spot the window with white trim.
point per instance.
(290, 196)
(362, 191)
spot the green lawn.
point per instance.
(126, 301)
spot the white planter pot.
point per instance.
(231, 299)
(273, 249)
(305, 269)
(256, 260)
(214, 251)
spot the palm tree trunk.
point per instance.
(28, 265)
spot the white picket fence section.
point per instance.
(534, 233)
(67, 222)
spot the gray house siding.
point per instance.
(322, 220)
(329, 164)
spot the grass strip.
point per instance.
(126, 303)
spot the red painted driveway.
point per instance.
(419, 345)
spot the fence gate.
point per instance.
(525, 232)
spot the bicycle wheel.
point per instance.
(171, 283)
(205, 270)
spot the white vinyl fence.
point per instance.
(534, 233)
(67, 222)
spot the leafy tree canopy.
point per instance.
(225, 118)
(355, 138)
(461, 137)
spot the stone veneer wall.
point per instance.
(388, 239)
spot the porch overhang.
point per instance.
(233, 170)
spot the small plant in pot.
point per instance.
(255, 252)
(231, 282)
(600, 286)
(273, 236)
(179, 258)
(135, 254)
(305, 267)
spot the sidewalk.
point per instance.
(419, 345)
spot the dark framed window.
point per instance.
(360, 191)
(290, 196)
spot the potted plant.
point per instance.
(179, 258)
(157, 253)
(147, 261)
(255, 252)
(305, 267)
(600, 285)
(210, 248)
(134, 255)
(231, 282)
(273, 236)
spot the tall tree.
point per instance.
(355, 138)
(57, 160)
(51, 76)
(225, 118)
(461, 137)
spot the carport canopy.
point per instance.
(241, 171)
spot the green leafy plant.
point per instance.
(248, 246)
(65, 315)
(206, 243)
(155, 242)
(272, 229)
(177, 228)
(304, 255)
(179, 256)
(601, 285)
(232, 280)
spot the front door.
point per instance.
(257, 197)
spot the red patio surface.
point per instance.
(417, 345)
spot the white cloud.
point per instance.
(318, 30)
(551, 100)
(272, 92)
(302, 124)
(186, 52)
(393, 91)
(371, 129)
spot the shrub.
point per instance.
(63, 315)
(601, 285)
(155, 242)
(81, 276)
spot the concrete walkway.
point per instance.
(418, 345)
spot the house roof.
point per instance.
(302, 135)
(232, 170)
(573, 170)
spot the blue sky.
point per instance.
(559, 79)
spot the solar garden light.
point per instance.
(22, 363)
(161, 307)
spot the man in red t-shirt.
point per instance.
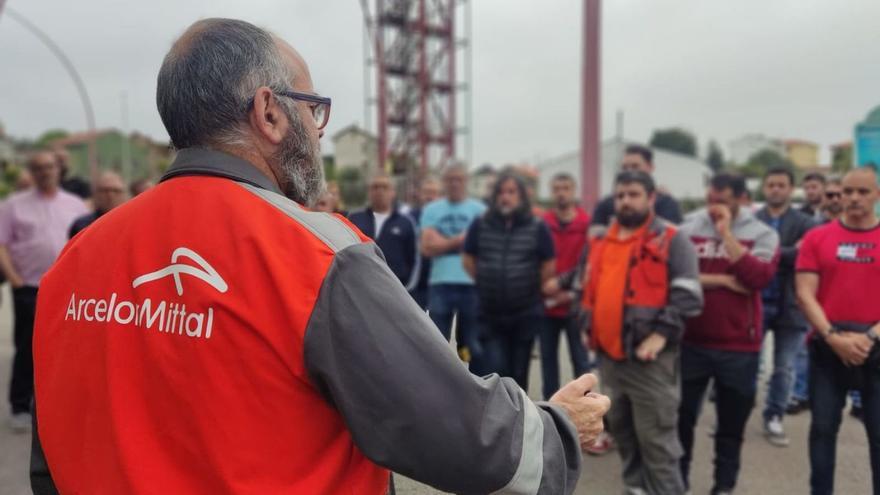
(568, 225)
(837, 270)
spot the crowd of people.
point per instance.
(667, 307)
(672, 309)
(327, 368)
(47, 209)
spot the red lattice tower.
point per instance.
(414, 54)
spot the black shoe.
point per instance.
(857, 413)
(797, 406)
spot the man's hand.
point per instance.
(721, 217)
(651, 347)
(737, 286)
(852, 348)
(584, 408)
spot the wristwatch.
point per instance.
(831, 331)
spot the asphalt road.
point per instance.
(766, 469)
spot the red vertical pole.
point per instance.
(381, 91)
(590, 111)
(424, 86)
(450, 101)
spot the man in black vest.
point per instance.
(509, 252)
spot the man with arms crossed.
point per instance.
(837, 273)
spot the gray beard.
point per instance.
(300, 164)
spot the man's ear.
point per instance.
(266, 118)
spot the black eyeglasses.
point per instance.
(319, 105)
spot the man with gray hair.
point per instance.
(229, 340)
(108, 194)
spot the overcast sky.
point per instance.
(806, 69)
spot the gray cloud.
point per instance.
(789, 68)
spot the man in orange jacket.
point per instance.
(214, 336)
(641, 282)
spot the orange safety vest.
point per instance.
(169, 352)
(647, 284)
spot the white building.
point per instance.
(481, 180)
(355, 148)
(680, 175)
(742, 148)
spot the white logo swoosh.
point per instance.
(207, 273)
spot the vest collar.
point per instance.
(204, 161)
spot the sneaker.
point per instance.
(774, 432)
(857, 412)
(20, 423)
(603, 444)
(797, 406)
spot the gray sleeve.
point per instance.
(413, 407)
(685, 298)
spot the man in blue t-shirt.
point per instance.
(450, 289)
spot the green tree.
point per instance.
(51, 135)
(675, 139)
(715, 158)
(841, 159)
(352, 187)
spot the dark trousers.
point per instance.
(580, 361)
(507, 344)
(735, 376)
(21, 388)
(830, 381)
(445, 301)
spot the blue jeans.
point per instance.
(447, 300)
(735, 376)
(786, 343)
(801, 391)
(507, 346)
(830, 380)
(580, 361)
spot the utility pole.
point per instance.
(590, 101)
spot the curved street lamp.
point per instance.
(77, 80)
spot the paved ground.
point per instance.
(766, 469)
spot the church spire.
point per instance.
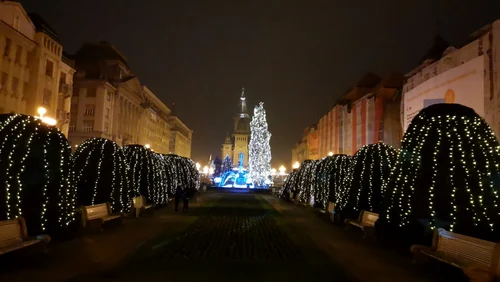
(243, 105)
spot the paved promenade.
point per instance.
(224, 237)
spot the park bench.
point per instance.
(479, 259)
(100, 213)
(330, 210)
(140, 204)
(14, 236)
(365, 220)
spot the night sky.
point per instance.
(297, 57)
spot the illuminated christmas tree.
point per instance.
(259, 161)
(363, 186)
(329, 177)
(147, 173)
(447, 175)
(227, 165)
(36, 175)
(102, 175)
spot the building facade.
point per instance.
(469, 76)
(366, 114)
(236, 145)
(308, 147)
(110, 102)
(34, 73)
(180, 137)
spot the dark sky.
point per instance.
(295, 56)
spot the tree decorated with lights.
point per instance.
(227, 164)
(147, 173)
(447, 174)
(259, 161)
(36, 175)
(290, 184)
(329, 177)
(217, 167)
(305, 180)
(102, 175)
(186, 174)
(363, 187)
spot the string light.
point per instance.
(102, 175)
(36, 160)
(446, 174)
(363, 187)
(259, 150)
(328, 178)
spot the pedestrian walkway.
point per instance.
(227, 237)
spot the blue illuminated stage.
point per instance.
(236, 178)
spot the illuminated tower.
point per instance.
(241, 133)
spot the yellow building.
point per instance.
(33, 70)
(110, 102)
(156, 129)
(180, 137)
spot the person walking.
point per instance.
(185, 199)
(178, 196)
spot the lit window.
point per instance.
(47, 95)
(88, 125)
(89, 110)
(49, 68)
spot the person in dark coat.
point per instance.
(185, 199)
(178, 196)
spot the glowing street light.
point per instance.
(282, 170)
(42, 111)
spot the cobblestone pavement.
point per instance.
(237, 238)
(224, 237)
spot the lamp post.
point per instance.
(282, 170)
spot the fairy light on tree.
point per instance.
(447, 174)
(102, 175)
(305, 179)
(328, 179)
(363, 187)
(36, 173)
(259, 162)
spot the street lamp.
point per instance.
(42, 111)
(282, 170)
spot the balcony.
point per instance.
(65, 90)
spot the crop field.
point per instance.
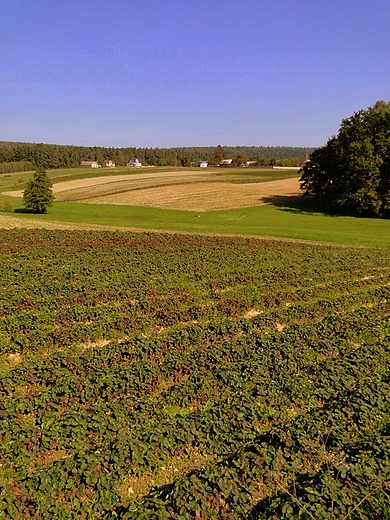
(178, 376)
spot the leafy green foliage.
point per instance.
(152, 376)
(38, 195)
(352, 171)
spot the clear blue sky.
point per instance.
(167, 73)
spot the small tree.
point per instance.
(351, 172)
(38, 195)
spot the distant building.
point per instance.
(89, 164)
(134, 162)
(109, 164)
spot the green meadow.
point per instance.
(291, 217)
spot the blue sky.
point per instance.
(167, 73)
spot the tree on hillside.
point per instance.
(38, 195)
(351, 173)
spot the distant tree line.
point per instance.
(16, 156)
(351, 173)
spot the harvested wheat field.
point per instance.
(203, 196)
(172, 190)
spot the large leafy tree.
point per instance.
(38, 195)
(351, 172)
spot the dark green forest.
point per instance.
(15, 156)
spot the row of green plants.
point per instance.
(163, 376)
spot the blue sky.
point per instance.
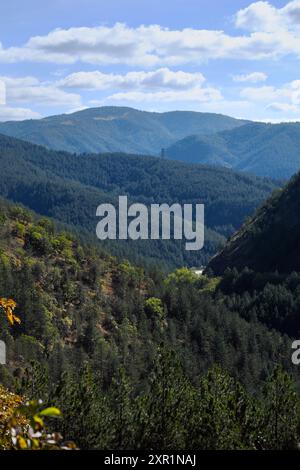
(239, 58)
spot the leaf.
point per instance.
(51, 412)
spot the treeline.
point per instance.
(96, 339)
(70, 187)
(212, 412)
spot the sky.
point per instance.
(234, 57)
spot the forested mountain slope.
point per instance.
(262, 149)
(117, 129)
(70, 187)
(90, 341)
(271, 239)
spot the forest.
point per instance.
(70, 187)
(139, 359)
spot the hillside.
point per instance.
(270, 150)
(117, 129)
(270, 240)
(70, 187)
(90, 342)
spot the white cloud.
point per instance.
(162, 78)
(30, 90)
(196, 95)
(272, 33)
(259, 16)
(253, 77)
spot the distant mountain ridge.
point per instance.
(271, 150)
(269, 241)
(70, 187)
(117, 129)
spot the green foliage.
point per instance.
(66, 187)
(262, 149)
(114, 129)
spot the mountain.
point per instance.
(117, 129)
(70, 187)
(117, 350)
(271, 150)
(270, 241)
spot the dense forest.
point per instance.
(269, 240)
(70, 187)
(261, 149)
(138, 360)
(117, 129)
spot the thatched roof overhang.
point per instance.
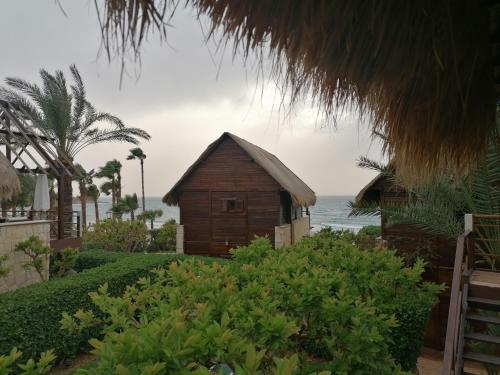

****

> _REQUIRED TASK_
Copy out the records above word for word, from the line containing "spot the harvested wheat field." through the end of the records, including both ends. Omit the pictures from your copy.

> _FINISHED TASK_
spot the harvested wheat field.
point per instance.
(203, 196)
(172, 190)
spot the large leafy tree.
point per instance.
(38, 195)
(351, 172)
spot the dark green forest.
point per instance.
(15, 156)
spot the row of green plants.
point per instance.
(163, 376)
spot the blue sky.
point per instance.
(239, 58)
spot the leaf.
point per instance.
(51, 412)
spot the treeline.
point per instance.
(96, 339)
(70, 187)
(212, 412)
spot the sky.
point per instance.
(234, 57)
spot the forested mountain slope.
point per instance.
(262, 149)
(117, 129)
(70, 187)
(90, 341)
(271, 239)
spot the forest.
point per instance.
(70, 187)
(139, 359)
spot the hillside.
point per instance.
(270, 150)
(117, 129)
(270, 240)
(70, 187)
(90, 342)
spot the white cloud.
point per instance.
(162, 78)
(30, 90)
(196, 95)
(272, 33)
(259, 16)
(253, 77)
spot the distant mountain ridge.
point per instance.
(271, 150)
(269, 241)
(70, 187)
(117, 129)
spot the green foliage.
point per instance.
(66, 187)
(262, 149)
(114, 129)
spot the mountain.
point per instance.
(117, 129)
(70, 187)
(117, 350)
(271, 150)
(270, 241)
spot the dense forest.
point per instance.
(269, 240)
(70, 187)
(261, 149)
(138, 360)
(117, 129)
spot the thatched roof overhang.
point per instance.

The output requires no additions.